**Task prompt**
The response should be an exact transcription of the data below, free of images.

**Listed records**
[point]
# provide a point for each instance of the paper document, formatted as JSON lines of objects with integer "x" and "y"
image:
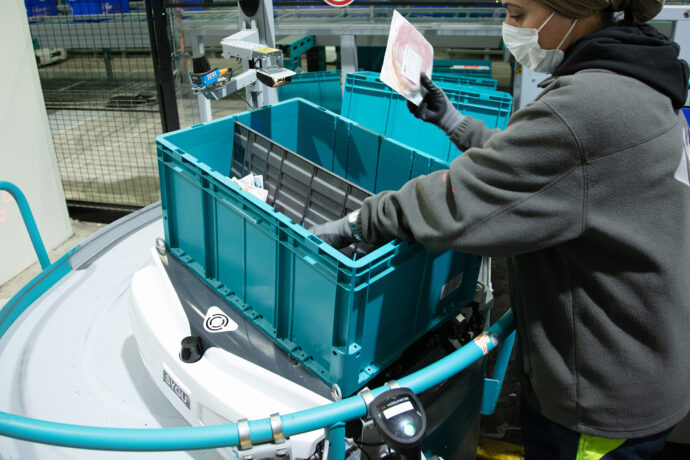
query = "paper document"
{"x": 253, "y": 184}
{"x": 408, "y": 54}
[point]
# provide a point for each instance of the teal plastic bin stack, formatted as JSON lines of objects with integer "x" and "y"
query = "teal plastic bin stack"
{"x": 344, "y": 319}
{"x": 321, "y": 88}
{"x": 370, "y": 102}
{"x": 473, "y": 67}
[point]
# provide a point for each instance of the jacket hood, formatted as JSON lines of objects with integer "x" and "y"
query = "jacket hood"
{"x": 637, "y": 51}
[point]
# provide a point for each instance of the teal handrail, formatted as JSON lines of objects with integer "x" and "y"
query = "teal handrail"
{"x": 329, "y": 416}
{"x": 29, "y": 221}
{"x": 209, "y": 437}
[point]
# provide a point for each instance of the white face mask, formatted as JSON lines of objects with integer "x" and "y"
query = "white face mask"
{"x": 524, "y": 45}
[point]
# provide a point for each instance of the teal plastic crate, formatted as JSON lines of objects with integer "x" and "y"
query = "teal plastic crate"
{"x": 321, "y": 88}
{"x": 473, "y": 67}
{"x": 465, "y": 80}
{"x": 370, "y": 102}
{"x": 344, "y": 319}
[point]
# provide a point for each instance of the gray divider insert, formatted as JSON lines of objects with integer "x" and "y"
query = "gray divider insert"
{"x": 302, "y": 190}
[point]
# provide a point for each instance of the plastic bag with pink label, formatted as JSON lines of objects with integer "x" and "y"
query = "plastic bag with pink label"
{"x": 408, "y": 54}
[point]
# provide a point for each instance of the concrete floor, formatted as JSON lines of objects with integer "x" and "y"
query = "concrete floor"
{"x": 81, "y": 231}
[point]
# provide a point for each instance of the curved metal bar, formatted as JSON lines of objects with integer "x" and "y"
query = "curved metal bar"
{"x": 29, "y": 221}
{"x": 209, "y": 437}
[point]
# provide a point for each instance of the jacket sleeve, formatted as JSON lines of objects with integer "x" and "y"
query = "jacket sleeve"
{"x": 523, "y": 189}
{"x": 471, "y": 132}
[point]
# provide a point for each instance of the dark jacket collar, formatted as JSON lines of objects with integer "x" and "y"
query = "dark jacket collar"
{"x": 640, "y": 52}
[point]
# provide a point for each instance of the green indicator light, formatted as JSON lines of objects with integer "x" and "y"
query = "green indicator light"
{"x": 409, "y": 429}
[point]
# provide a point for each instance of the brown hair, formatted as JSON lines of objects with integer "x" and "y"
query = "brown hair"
{"x": 636, "y": 11}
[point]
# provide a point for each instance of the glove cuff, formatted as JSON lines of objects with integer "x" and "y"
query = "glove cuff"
{"x": 450, "y": 120}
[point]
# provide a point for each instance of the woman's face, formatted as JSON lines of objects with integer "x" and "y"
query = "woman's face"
{"x": 529, "y": 14}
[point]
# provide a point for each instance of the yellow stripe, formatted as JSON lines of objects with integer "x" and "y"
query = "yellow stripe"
{"x": 492, "y": 449}
{"x": 594, "y": 448}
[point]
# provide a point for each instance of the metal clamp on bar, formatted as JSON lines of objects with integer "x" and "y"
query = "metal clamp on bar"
{"x": 277, "y": 428}
{"x": 366, "y": 395}
{"x": 243, "y": 433}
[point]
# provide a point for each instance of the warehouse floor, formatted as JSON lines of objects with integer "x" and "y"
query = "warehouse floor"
{"x": 500, "y": 432}
{"x": 103, "y": 158}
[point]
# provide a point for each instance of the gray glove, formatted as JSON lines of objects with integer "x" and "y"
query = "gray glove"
{"x": 338, "y": 233}
{"x": 436, "y": 108}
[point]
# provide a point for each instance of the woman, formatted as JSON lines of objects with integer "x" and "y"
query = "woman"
{"x": 586, "y": 193}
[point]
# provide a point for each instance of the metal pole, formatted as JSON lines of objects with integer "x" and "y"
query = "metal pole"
{"x": 162, "y": 64}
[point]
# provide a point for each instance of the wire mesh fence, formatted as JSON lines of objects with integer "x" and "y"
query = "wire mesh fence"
{"x": 99, "y": 88}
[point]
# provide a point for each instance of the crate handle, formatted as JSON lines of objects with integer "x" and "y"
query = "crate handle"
{"x": 241, "y": 212}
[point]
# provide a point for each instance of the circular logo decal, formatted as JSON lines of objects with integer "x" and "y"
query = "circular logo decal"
{"x": 216, "y": 322}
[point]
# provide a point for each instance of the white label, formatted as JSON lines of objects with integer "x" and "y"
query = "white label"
{"x": 180, "y": 391}
{"x": 217, "y": 321}
{"x": 398, "y": 409}
{"x": 451, "y": 286}
{"x": 412, "y": 64}
{"x": 483, "y": 341}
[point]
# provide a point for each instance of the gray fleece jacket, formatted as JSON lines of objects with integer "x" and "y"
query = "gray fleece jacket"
{"x": 579, "y": 191}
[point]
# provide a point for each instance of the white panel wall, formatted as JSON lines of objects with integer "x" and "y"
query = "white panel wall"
{"x": 27, "y": 156}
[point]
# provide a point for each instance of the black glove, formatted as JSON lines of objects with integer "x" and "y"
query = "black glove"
{"x": 337, "y": 233}
{"x": 436, "y": 108}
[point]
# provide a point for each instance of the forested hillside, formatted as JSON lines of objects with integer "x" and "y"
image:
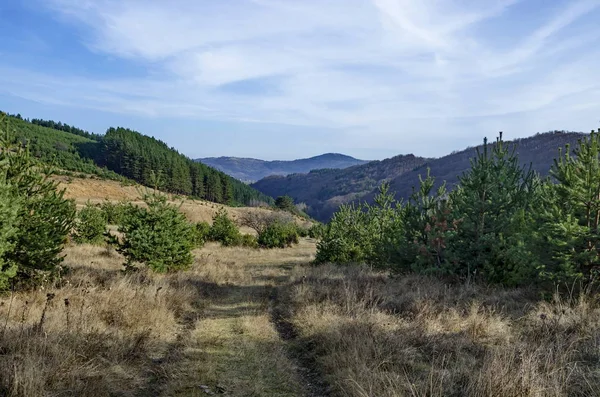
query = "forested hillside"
{"x": 123, "y": 153}
{"x": 141, "y": 158}
{"x": 251, "y": 170}
{"x": 324, "y": 190}
{"x": 539, "y": 151}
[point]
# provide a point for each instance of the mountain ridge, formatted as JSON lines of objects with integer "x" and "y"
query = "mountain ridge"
{"x": 249, "y": 169}
{"x": 323, "y": 192}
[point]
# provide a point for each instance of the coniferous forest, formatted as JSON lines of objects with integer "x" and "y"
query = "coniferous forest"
{"x": 123, "y": 153}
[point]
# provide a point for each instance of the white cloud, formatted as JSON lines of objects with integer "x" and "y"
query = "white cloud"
{"x": 376, "y": 66}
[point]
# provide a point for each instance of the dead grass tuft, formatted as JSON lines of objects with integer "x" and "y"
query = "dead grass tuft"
{"x": 416, "y": 336}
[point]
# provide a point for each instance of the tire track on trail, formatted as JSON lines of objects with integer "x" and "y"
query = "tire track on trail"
{"x": 306, "y": 367}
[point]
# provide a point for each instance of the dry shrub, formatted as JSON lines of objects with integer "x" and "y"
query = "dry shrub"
{"x": 94, "y": 333}
{"x": 372, "y": 335}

**Reply to the task**
[point]
# provide a point for each instance of the paper document, formatted as JSON lines of objects with integer "x" and "y"
image:
query = "paper document"
{"x": 253, "y": 184}
{"x": 408, "y": 54}
[point]
# provide a point for each instance of the teal plastic bin stack, formatted as JSON lines of objects with integer "x" and "y"
query = "teal plastic bin stack"
{"x": 344, "y": 319}
{"x": 321, "y": 88}
{"x": 370, "y": 102}
{"x": 473, "y": 67}
[point]
# provide a point for each instance of the jacket hood, formatted as JSON lines of objects with integer "x" and "y"
query = "jacket hood"
{"x": 637, "y": 51}
[point]
# provide a point for each instance of the teal handrail, formatted as JSON lines of objects with integer "x" and "y"
query = "teal handrail"
{"x": 329, "y": 416}
{"x": 29, "y": 221}
{"x": 209, "y": 437}
[point]
# provide a point for each instance of the white face mask, formatted as JSON lines of objects with integer "x" and "y"
query = "white face mask"
{"x": 524, "y": 45}
[point]
# provide a point for each instance of the teal plastic crate, formatted as JSON lines of objects with integer "x" and "y"
query = "teal plastic crate"
{"x": 321, "y": 88}
{"x": 473, "y": 67}
{"x": 465, "y": 80}
{"x": 370, "y": 102}
{"x": 344, "y": 319}
[point]
# provide a point for each instance of the gray divider insert, formatted as JSON lines of objects with integer "x" and "y"
query = "gray divider insert"
{"x": 302, "y": 190}
[point]
# provide a point for each instance of the plastic bag with pink label, formatted as JSON lines of objects with integer "x" and "y"
query = "plastic bag with pink label"
{"x": 408, "y": 54}
[point]
# provide a point for each instance of the concrete floor, formatted as JSON lines of objects with integer "x" and "y"
query = "concrete floor"
{"x": 81, "y": 231}
[point]
# provide a point for each instance of the curved metal bar, formatted as JSON lines of objects with integer "x" and "y"
query = "curved metal bar"
{"x": 29, "y": 221}
{"x": 209, "y": 437}
[point]
# provide a point for each instance of the jacket sleeve, formatted as JSON lines of objects with integer "x" and "y"
query = "jacket sleeve"
{"x": 523, "y": 189}
{"x": 471, "y": 132}
[point]
# provide a point for each instance of the dark jacket collar, formatted as JSON lines of objects with integer "x" and "y"
query = "dark jacket collar"
{"x": 640, "y": 52}
[point]
# provide a point for each instance of the green indicator light, formatted as JSON lines of objects with integer "x" and "y"
query = "green indicator light"
{"x": 409, "y": 429}
[point]
# provide a point for each instance of the brown hair, formatted as JSON lines of objects with integer "x" and "y"
query = "brown hair"
{"x": 636, "y": 11}
[point]
# provide a point for each instance of the glove cuff, formatted as JSON lines of objects with integer "x" and "y"
query = "glove cuff"
{"x": 450, "y": 120}
[point]
# provide a point for each instance of the woman's face, formatted as JSON lines of objects with integer "x" and "y"
query = "woman's face"
{"x": 529, "y": 14}
[point]
# provide a point for each instance of the yellow stripe, formatted as JSON lines of objects with integer "x" and "y"
query = "yellow stripe"
{"x": 492, "y": 449}
{"x": 594, "y": 448}
[point]
# provide a point for each instance of the metal clamp on bar, formatted as JSON lines of objects with integer "x" and "y"
query = "metal clamp on bar"
{"x": 277, "y": 428}
{"x": 366, "y": 395}
{"x": 243, "y": 433}
[point]
# provide a point for each instance of the warehouse floor, formatted as JSON lines of objects with integer "x" and "y"
query = "warehouse floor"
{"x": 500, "y": 432}
{"x": 103, "y": 158}
[point]
# provide a point for each instance of the gray glove, formatted as JSON lines of objects with integer "x" and "y"
query = "gray glove"
{"x": 338, "y": 233}
{"x": 436, "y": 108}
[point]
# provide a point for each instance of the woman, formatted as JSON lines of objects with integer "x" and "y"
query = "woman"
{"x": 586, "y": 193}
[point]
# provide a point for each instance of the metal pole, formatted as JSON lines of objects with integer "x" and "y"
query = "metal pole"
{"x": 162, "y": 64}
[point]
# provide a point for each instance of the wire mesh fence, formatted as JSON lines of objects with integer "x" and "y"
query = "wire mesh fence"
{"x": 99, "y": 88}
[point]
# provide a point for each instance of the crate handle, formatted as JSON lines of objects with integer "x" and "y"
query = "crate handle"
{"x": 241, "y": 212}
[point]
# provide a point for each instance of the circular logo decal, formatted as JSON lines of objects with integer "x" and "y"
query = "circular logo decal"
{"x": 216, "y": 322}
[point]
# provide a point for each instance of the white label, formatted as JSON lines of objects with integer "x" and "y"
query = "white label"
{"x": 180, "y": 391}
{"x": 217, "y": 321}
{"x": 398, "y": 409}
{"x": 451, "y": 286}
{"x": 412, "y": 64}
{"x": 483, "y": 341}
[point]
# provide a point for each instance of the gray fleece jacket, formatted as JSON lines of objects with integer "x" and "y"
query = "gray fleece jacket"
{"x": 579, "y": 191}
[point]
# provide a point for each instance of the white panel wall, formatted as JSON lines of objects with integer "x" and "y"
query = "white panel wall"
{"x": 27, "y": 156}
[point]
# provide a point for each instance of the black glove, formatted as JSON lines of objects with integer "x" and "y"
query = "black glove"
{"x": 337, "y": 233}
{"x": 436, "y": 108}
[point]
# provide a point for each instance of the forested hillside, formatted as JSON lines of objects with integer "x" and "y"
image:
query = "forested hillside"
{"x": 123, "y": 153}
{"x": 141, "y": 158}
{"x": 251, "y": 170}
{"x": 324, "y": 190}
{"x": 539, "y": 151}
[point]
# provide a point for each instance of the mountain ridge, formatted as JSON lines of objects with integer "x" and "y"
query = "mountain ridge"
{"x": 249, "y": 169}
{"x": 323, "y": 192}
[point]
# provide a point for each instance of the coniferous forest, formatted as JSON lines of objects with integer "x" and "y"
query = "coniferous forest"
{"x": 123, "y": 153}
[point]
# provide a point for each instance of the white cloud, formatted as JSON lines of objects with integer "x" and "y"
query = "white cloud"
{"x": 376, "y": 66}
[point]
# provide a point for each instance of the dead grass tuft, formatted as JSON lines of objects with integer "x" and "y"
query = "dead grass tuft"
{"x": 416, "y": 336}
[point]
# provide a point for each instance of the tire track on trail, formatted as JSON lines of objects with integer "x" and "y"
query = "tire track on trail"
{"x": 306, "y": 367}
[point]
# provide a point for each instance of the dry shrub, formatted as JSON lines of objects with integer "x" and "y"
query = "dry shrub"
{"x": 94, "y": 333}
{"x": 372, "y": 335}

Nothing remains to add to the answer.